## [What this exercise asks]
• A. Duplicate the passage of the forum post on backpropagating an intermediate loss between "Gradient descent back" and "super(autoEncoder,self).__init__()", inclusive.
• B. Answer these questions using the forum post on backpropagating an intermediate loss:
(i) How many separate losses make up the poster's loss function?
(ii) What does the second part of the loss take as its input?
(iii) Which function is called to compute grad_params?
• C. Extend the forum post on backpropagating an intermediate loss in an autoencoder, continuing from its last line.

## [Selected text]
--- begin ---
Gradient descent back propagating for intermediate loss function

Hi there, recently, I’m writing a customized loss function, I’m not sure about whether propagating gradient through the whole network or just part of it.
Specifically, I have an autoEncoder model, my loss function consists of 2 separate loss, where 1st part is taking the output of autoEncoder as input, whereas 2nd part is taking the intermediate output of the encoder network(without the decoder network) as its input. My question is that should I backprop gradient of 2nd loss through the decoder network?

class autoEncoder(nn.Module):
    def __init__(self):
        super(autoEncoder,self).__init__()
    def forward(self,x):
        h = encoder(x)
        x = decoder(h)
        return x

For simplicity, encoder and decoder are 2 classes implementing the encoder network and decoder network respectively. with that defined, my loss function is formalized as follows:

customized_loss  = loss_1(x) + loss_2(h) # loss_1 and loss_2 are torch.autograd.variable.Variable 

Should I write gradient descent as follows ?

grad_params = torch.autograd.grad(loss_1,autoEncoder.parameters(),create_graph=True)
--- end ---
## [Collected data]
--- begin ---
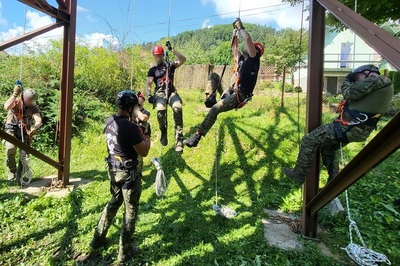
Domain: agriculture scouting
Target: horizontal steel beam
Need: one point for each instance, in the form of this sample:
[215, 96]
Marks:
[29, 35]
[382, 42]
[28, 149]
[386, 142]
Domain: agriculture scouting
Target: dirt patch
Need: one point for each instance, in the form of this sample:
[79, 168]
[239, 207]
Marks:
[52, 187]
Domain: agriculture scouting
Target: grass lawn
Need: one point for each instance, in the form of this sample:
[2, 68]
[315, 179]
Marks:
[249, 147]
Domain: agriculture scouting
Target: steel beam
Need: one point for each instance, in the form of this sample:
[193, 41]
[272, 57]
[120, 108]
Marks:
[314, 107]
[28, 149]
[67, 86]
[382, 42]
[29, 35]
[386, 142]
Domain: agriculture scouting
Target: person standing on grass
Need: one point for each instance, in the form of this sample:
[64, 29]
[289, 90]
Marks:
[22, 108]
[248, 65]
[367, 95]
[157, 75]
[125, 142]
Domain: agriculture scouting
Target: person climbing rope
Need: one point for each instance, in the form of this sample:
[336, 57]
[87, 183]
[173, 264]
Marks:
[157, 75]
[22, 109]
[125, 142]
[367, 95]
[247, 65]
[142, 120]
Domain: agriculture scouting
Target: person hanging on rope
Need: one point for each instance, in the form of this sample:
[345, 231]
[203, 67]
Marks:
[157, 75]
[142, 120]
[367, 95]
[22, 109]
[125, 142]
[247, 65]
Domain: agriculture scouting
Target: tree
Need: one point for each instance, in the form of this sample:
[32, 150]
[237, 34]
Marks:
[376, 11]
--- end ---
--- begin ---
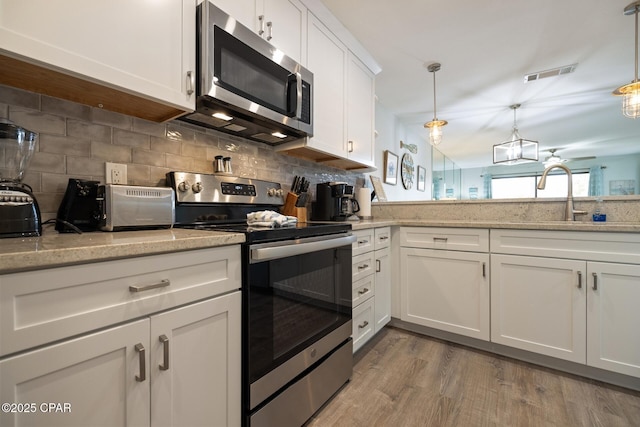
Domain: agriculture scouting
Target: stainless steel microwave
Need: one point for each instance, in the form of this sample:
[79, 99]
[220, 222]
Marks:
--- end ---
--- begin ---
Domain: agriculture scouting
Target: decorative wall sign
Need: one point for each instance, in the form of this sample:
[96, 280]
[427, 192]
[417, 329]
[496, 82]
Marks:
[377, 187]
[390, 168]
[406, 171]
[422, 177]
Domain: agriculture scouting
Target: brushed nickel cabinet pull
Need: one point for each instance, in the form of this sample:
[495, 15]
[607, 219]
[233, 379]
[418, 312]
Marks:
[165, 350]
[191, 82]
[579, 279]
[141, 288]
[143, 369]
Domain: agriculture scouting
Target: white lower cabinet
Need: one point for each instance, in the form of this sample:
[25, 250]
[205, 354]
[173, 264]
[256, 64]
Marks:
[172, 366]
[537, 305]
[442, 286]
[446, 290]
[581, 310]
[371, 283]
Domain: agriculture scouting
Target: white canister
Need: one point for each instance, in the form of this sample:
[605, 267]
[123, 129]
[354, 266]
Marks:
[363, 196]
--- end ---
## [Answers to each task]
• A.
Gradient descent back propagating for intermediate loss function

Hi there, recently, I’m writing a customized loss function, I’m not sure about whether propagating gradient through the whole network or just part of it.
Specifically, I have an autoEncoder model, my loss function consists of 2 separate loss, where 1st part is taking the output of autoEncoder as input, whereas 2nd part is taking the intermediate output of the encoder network(without the decoder network) as its input. My question is that should I backprop gradient of 2nd loss through the decoder network?

class autoEncoder(nn.Module):
    def __init__(self):
        super(autoEncoder,self).__init__()

• B.
(i) Two.
(ii) The intermediate output of the encoder network, without the decoder network.
(iii) torch.autograd.grad.

• C.
grad_params[-2].add_(torch.autograd.grad(loss_2,encoder.parameters(),create_graph=True))
torch.optim.SGD(grad_params).step()

or computes loss2 w.r.t he decoder network and update the whole network

customized_loss.backward()
torch.optim.SGD().step()
1 Like

Will pytorch automatically build a graph that traces the loss2 variable?

you can simply do customized_loss.backward() and gradients wrt both loss1 and loss2 are propagated back to the parameters.

thanks dude, wonderful framework!

Dear @smth,

What if I want to train the AE with respect to the AE loss, and and the second model with respect to the intermediate loss? Because what you suggested seems to me that the gradient of the whole model is going to be calculated w.r.t one loss, which is loss1+loss2

1 Like

Did you get your answer?